▸ **Given passage**:
----------------------------------------

Chartsearch Module -- search box behavior / syntax

We are currently improving the chart search module and adapting it for OpenMRS 2.0. This is a module to allow clinicians near immediate access to patient information using search technology. Understanding how users expect the search box to behave is is critical to good usability.

Here are a few questions:

  • should the search ‘Blood Pressure’ search as two individual words or as a phrase?
  • should we understand AND / OR within the search box?
  • should we have " " indicate that the search entry should search as a phrase (as with google)?
  • If the user searches for 36 should this also return 36.2?
  • Should there be a way to preselect filters using the search box? For example obs:blood would only search observations for blood?
  • Should we support wildcard (**) in searches? What would this look like more specifically?
  • Support searching parts of words? For example searching “hem” would return “hemoglobin” and “hematocrit”

Here is the google search operators for reference which might be relevant: https://support.google.com/websearch/answer/136861?hl=en

1 Like

Blood Pressure should search for something like (blood or blood*) or (pressure or pressure*). That is, the union of individual words and taking advantage of Lucene’s stemming (e.g., finding “pressures”).

We use eDisMax to allow for more complex phrasing. It’s a nice feature to have, but Chart Search can still be very clinically useful without this feature, so I wouldn’t make it your top priority.

----------------------------------------

▸ **Listed entries**:

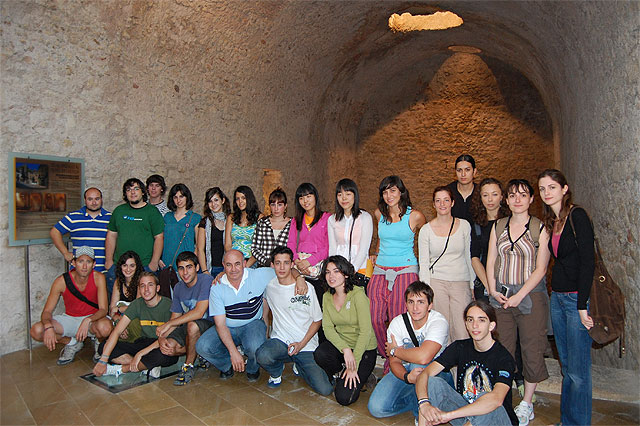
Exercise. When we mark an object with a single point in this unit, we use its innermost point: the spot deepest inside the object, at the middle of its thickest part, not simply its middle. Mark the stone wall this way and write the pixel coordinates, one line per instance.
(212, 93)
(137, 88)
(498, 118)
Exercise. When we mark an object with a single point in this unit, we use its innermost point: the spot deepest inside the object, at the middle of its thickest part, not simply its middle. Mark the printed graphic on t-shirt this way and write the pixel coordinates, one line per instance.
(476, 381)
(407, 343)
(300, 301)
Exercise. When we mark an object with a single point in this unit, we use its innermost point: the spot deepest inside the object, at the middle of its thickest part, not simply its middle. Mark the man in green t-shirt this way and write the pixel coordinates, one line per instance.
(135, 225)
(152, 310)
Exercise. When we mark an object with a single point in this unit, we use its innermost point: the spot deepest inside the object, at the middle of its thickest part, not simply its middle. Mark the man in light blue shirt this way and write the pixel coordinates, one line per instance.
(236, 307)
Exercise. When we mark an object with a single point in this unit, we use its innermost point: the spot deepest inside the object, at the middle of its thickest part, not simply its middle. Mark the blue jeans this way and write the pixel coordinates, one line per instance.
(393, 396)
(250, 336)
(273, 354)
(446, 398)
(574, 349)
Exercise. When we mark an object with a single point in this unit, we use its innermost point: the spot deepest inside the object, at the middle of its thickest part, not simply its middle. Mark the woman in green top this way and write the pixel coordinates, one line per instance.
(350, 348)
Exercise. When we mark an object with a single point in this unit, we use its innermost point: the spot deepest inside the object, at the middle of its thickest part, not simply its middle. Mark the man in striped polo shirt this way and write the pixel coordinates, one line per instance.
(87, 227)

----------------------------------------

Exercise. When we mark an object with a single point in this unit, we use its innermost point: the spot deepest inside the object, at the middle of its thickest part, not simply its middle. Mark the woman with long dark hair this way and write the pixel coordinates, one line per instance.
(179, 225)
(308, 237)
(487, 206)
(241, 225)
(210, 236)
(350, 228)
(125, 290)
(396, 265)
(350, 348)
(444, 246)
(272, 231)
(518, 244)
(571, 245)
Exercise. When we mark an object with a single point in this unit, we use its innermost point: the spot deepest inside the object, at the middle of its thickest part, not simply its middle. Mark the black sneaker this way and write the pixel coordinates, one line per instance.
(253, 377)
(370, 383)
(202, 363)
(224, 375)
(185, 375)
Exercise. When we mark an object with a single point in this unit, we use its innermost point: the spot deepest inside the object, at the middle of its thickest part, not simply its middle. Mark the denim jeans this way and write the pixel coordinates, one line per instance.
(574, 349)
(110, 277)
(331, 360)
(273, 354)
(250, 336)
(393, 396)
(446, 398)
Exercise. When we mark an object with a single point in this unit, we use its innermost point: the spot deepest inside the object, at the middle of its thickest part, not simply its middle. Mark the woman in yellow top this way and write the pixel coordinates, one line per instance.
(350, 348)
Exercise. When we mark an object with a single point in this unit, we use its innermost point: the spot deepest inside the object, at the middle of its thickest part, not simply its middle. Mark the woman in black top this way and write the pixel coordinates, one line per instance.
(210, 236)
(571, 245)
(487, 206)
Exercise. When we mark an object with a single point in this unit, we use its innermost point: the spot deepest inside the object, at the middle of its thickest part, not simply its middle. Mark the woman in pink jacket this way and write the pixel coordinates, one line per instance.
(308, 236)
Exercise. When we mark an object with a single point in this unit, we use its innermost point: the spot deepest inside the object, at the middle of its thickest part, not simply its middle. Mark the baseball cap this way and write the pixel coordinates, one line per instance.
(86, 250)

----------------------------------------

▸ **Task list**:
A. List each question in the bulleted list of the chart search module thread.
B. Extend the chart search module thread, picking up after its last sentence.

▸ **Solved problems**:
A.
- should the search ‘Blood Pressure’ search as two individual words or as a phrase?
- should we understand AND / OR within the search box?
- should we have " " indicate that the search entry should search as a phrase (as with google)?
- If the user searches for 36 should this also return 36.2?
- Should there be a way to preselect filters using the search box? For example obs:blood would only search observations for blood?
- Should we support wildcard (**) in searches? What would this look like more specifically?
- Support searching parts of words? For example searching “hem” would return “hemoglobin” and “hematocrit”

B.
Yes. Again, not a top priority, but it’s handy to have. A regular expression like s/(?!and\b|or\b)(\b[^\s]+)\b(?=([^"]*"[^"]*")*[^"]*$)/$1*/g can turn a query like mammo and this and "mammo" or "match this phrase exactly" into a Lucene query for you (try it out on the regex playground).

Yes.

Sure, though I wouldn’t use “obs”. Create clinical categories, not data model categories. At Regenstrief, we’re planning on support lab:glucose as well as glucose in lab. FYI – you want a magic term for each category, but make sure to allow for common variations (e.g., lab:blood and labs:blood should be equivalent, rad:foot and radiology:foot would both search for foot in radiology results).

We prioritized saving default filtering over this feature, since being able to define your own starting filters is more generally useful.

Using Lucene, you can get some of these automatically. And, for the end of words, I would always apply the wildcard – i.e., foo becomes (foo or foo*). Most non-geeks aren’t going to know about * for wildcards, so I wouldn’t both with this feature.

Absolutely. As I’ve said above, I would always provide wildcard & stemming on all search terms that aren’t within quotes.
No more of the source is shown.